*** Dataset extract Section Begins ***
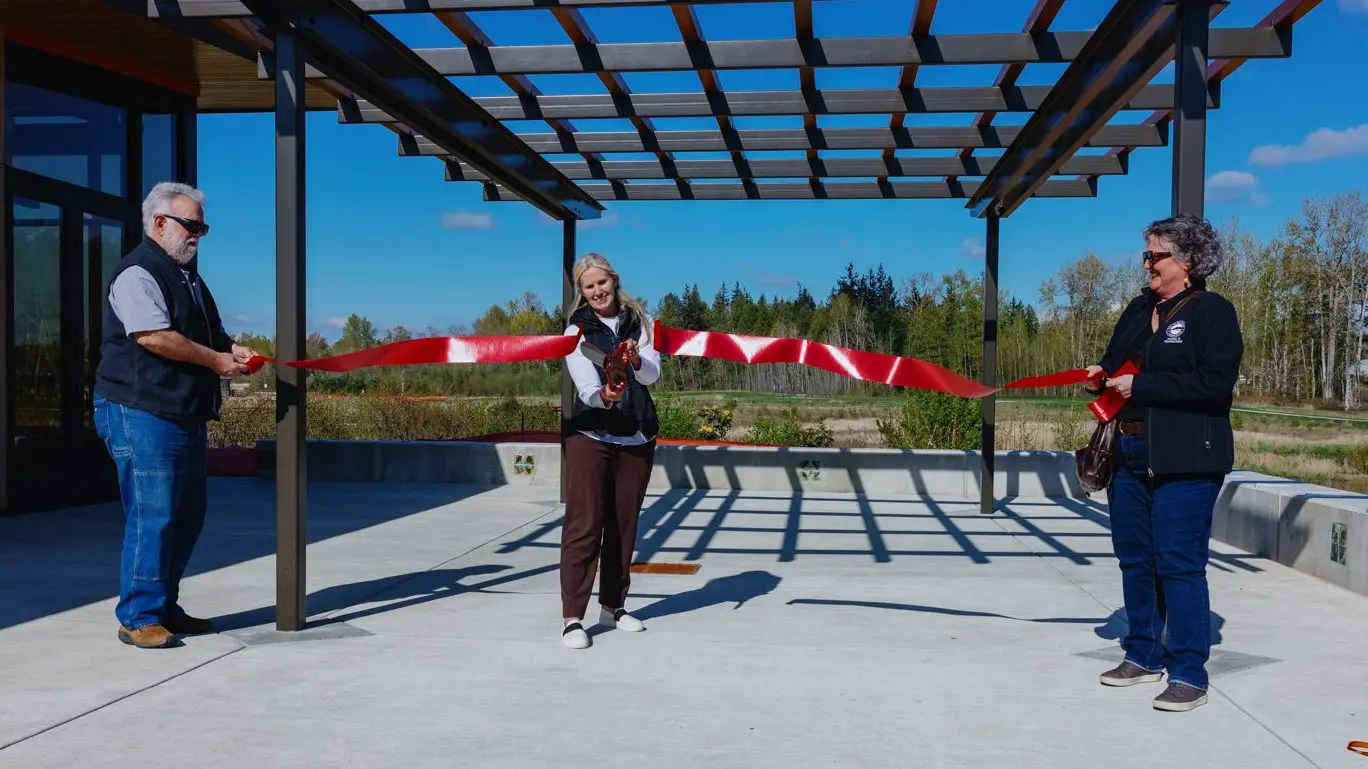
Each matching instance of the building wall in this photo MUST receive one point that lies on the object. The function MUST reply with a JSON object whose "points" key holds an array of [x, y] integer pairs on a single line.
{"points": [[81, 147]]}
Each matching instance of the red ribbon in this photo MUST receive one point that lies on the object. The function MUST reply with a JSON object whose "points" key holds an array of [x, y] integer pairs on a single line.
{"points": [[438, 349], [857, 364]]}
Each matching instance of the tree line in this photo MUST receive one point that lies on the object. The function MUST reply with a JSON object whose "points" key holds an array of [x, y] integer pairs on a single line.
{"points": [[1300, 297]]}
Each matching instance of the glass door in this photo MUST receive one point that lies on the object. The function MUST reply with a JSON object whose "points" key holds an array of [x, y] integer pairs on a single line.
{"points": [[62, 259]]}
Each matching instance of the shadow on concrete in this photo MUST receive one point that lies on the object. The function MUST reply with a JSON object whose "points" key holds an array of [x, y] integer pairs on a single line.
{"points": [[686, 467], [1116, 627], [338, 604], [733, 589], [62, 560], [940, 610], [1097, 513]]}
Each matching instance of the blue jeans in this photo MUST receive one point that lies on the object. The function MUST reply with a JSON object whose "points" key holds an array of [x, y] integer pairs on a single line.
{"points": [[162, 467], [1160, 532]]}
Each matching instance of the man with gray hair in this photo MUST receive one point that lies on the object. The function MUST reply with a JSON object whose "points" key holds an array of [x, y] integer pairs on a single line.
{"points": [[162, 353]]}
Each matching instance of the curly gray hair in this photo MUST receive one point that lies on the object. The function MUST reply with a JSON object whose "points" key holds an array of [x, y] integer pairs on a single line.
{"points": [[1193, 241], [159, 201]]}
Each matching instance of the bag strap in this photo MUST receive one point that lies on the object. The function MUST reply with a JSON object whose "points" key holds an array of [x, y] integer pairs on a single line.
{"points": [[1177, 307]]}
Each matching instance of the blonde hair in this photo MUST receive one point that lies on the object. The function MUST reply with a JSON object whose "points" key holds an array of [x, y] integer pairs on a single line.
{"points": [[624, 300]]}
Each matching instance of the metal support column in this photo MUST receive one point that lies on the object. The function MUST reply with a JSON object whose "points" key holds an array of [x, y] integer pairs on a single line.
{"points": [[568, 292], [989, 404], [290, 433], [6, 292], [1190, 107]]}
*** Dataset extract Section Ends ***
Pictures in the records should not appear in your copy, but everything else must be transcribed exactly.

» Written response
Each matching instance of the building wall in this photo MUST receive one point that lies on the object. The function MUST reply with a JSON object whose "points" key holds an array of [x, y] integer pairs on a single line.
{"points": [[81, 147]]}
Each matching instance of the red ribbon in this photo MUST receive one point that lies on the object. The function MUST reply with a JSON object whose "points" key holds an array of [x, y] integer pairs on a single line.
{"points": [[438, 349], [857, 364]]}
Each matching instance of the tree line in this photo MUST receive one point that lies on the object. The function MUST reply with a JSON object whose "points" key holds an array of [x, y] integer pairs on a single line.
{"points": [[1300, 297]]}
Each matching instance of the glass door in this photo MUST receive one point that lies on the object. The function MUST reply with a JSON object whose "points" key holds an array of [x, y] integer pairs on a single line.
{"points": [[62, 259]]}
Each matching instance of the shadow on concrete in this photo MUST receive one point that lies on the object. The function MUST reply with a JSON object whose "points" key holds an array of [x, y] integer pairs on a single line.
{"points": [[686, 467], [1116, 627], [338, 604], [733, 589], [62, 560], [940, 610], [1097, 513]]}
Each matching instance of the blue jeans in this photo MUST receive one point that lies on the object. The function MUST reply with a JSON object whose "points" key holds an array of [x, y] integer pairs on a single line.
{"points": [[162, 467], [1160, 532]]}
Each matching instance of the man with gray hair in this photo MUST receive one point that lies on the object. The function MUST reply with a JSON object whose "points" key holds an array of [x, y] integer pairs on a single line.
{"points": [[162, 353]]}
Each matching instance of the curly gray hair in this photo MUST receive one point that lies on the object. The function MUST reply with a JSON object whose "points" key holds an array of [x, y] integer pairs on a single line.
{"points": [[1193, 241], [159, 201]]}
Each matching instance of the bag strap in this photo MUST receive one point that lies on the object. The function MUST reply with a JSON object whose "points" key holds an array of [x, y] integer pairs on a single line.
{"points": [[1177, 307]]}
Each matching instance of the blonde hair in this photo MUST receive one point that lies on the object. The function MUST reply with a JSON object whose "points" key holds an array of [x, y] integer pairs on a single line.
{"points": [[624, 300]]}
Each matching instance of the metal support column in this photo MUST receive one point that lies on the object. The function MUST reply with a JSON object whose "points" key holds an array of [x, y] integer pairs on a single line.
{"points": [[568, 292], [989, 404], [290, 433], [6, 292], [1190, 107]]}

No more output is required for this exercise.